## WHAT YOU WILL DO
When you reach the line with "Every instance of the row" in the records below, begin transcribing exactly and continue up to and including the line with "Every instance of the large", leaving out every picture.

Referring expression data:
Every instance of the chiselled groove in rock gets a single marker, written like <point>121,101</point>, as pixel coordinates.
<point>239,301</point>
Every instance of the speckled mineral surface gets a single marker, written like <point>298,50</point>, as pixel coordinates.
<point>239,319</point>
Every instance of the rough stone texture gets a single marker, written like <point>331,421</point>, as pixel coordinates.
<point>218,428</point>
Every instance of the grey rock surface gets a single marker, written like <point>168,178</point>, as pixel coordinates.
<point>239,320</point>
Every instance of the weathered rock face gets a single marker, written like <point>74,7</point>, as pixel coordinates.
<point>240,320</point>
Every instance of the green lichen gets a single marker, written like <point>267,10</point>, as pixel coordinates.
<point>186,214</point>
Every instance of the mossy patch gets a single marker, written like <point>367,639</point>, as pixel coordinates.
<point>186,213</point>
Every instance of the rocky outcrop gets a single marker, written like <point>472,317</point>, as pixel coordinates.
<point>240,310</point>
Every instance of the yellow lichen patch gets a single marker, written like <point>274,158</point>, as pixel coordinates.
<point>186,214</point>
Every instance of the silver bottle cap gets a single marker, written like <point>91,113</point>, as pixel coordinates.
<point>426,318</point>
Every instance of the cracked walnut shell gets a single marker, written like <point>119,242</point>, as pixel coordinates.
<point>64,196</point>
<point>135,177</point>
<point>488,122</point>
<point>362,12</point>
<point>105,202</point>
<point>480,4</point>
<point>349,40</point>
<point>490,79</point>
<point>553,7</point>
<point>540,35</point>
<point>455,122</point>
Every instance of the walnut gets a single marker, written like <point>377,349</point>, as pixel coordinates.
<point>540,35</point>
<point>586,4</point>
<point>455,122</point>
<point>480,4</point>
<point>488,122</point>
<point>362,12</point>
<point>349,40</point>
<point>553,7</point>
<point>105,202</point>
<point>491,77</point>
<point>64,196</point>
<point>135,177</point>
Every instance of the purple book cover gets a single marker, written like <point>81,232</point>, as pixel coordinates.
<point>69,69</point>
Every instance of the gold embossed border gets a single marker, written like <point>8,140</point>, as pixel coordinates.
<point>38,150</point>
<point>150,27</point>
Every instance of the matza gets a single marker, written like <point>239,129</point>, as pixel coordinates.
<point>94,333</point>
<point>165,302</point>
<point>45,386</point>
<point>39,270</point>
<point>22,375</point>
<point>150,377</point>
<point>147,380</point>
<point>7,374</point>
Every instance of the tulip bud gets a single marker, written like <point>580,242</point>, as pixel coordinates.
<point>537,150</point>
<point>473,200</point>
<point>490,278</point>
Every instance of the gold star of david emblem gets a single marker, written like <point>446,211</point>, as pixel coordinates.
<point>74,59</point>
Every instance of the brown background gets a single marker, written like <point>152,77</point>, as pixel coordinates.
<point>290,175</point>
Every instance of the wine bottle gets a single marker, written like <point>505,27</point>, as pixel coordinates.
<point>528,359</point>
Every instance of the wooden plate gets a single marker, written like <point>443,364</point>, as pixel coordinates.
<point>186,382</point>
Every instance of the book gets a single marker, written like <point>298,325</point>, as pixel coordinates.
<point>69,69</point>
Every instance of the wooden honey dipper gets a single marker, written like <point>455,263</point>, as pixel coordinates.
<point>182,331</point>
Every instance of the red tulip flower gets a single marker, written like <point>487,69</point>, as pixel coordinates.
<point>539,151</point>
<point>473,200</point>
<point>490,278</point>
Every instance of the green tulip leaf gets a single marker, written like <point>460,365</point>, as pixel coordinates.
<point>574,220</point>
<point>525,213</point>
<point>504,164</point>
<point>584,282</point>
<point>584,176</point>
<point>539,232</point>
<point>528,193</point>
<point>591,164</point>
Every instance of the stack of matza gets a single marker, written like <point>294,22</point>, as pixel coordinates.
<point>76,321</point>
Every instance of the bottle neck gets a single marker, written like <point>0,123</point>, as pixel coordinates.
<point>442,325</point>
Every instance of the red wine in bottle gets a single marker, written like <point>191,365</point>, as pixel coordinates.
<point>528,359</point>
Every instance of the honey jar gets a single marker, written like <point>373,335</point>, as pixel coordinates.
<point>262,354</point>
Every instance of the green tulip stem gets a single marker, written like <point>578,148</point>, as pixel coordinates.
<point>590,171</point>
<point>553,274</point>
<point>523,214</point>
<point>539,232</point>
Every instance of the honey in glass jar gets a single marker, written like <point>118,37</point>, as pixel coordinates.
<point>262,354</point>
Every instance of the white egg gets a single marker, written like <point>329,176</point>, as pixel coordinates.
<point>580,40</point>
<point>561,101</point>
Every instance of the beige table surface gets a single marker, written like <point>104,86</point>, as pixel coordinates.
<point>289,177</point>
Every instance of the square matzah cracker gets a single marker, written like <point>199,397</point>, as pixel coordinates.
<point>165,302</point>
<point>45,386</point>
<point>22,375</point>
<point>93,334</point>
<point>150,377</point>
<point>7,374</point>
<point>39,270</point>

* * *

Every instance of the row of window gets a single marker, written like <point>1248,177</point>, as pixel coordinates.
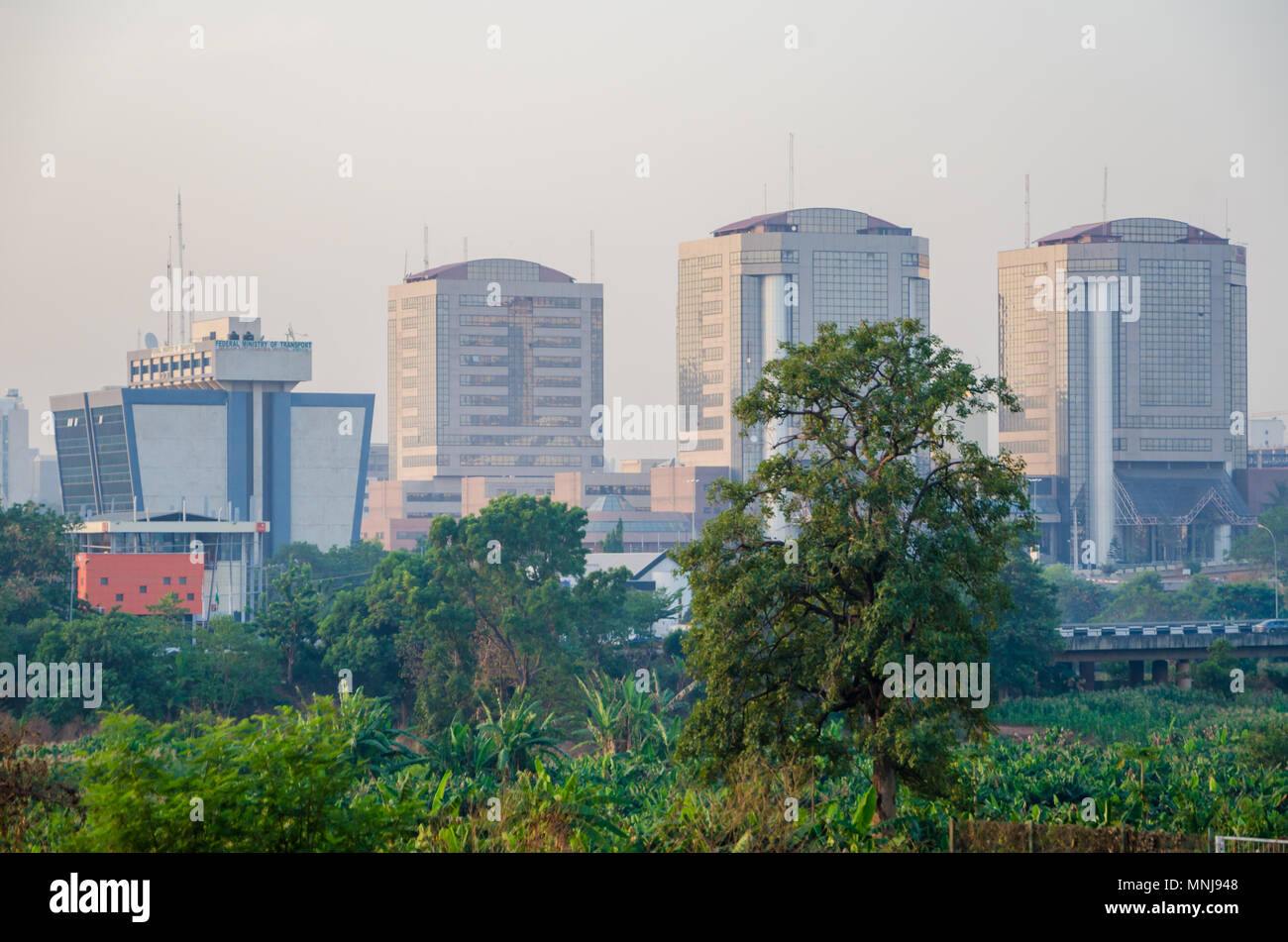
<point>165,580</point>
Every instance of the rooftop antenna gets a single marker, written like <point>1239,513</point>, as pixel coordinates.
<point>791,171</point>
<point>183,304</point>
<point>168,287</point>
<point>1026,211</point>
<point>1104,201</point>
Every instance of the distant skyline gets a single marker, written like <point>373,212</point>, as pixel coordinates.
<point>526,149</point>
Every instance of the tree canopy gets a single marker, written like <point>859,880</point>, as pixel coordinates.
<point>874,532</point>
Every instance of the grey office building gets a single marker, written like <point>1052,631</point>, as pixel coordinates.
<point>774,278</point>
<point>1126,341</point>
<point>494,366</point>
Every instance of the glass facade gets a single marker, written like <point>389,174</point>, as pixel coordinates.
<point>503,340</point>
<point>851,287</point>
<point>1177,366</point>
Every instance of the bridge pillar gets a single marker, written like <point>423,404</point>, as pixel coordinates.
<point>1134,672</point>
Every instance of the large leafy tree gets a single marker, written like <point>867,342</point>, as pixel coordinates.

## EXERCISE SOLUTION
Every instance of the row of window gets a single marker, written like <point>1248,177</point>, as pixel coordinates.
<point>165,580</point>
Every instance of the rooftop antenna gets a single marker, written like <point>1239,513</point>, as pixel coordinates.
<point>791,171</point>
<point>183,304</point>
<point>168,287</point>
<point>1026,211</point>
<point>1104,201</point>
Every instance of the distant skyline gets a single marker, written like <point>373,212</point>, as pixel coordinates.
<point>526,149</point>
Every instance of the tree canopy gets a single marker, written like <point>859,880</point>, as pixel coordinates.
<point>874,532</point>
Every instance of the grey office building gets a single marker, written like <point>1052,631</point>, as pixel coordinates.
<point>774,278</point>
<point>1126,341</point>
<point>494,366</point>
Every instance of the glass facade gets a single marker, written like <point>389,174</point>, as pixel coordinates.
<point>503,340</point>
<point>851,287</point>
<point>1177,366</point>
Every instance of the bridge pillar gets a single marker, written like <point>423,404</point>, as pixel coordinates.
<point>1134,672</point>
Every instance of the large leafy tree gets a single marker, written like <point>867,342</point>, as pixel coordinates.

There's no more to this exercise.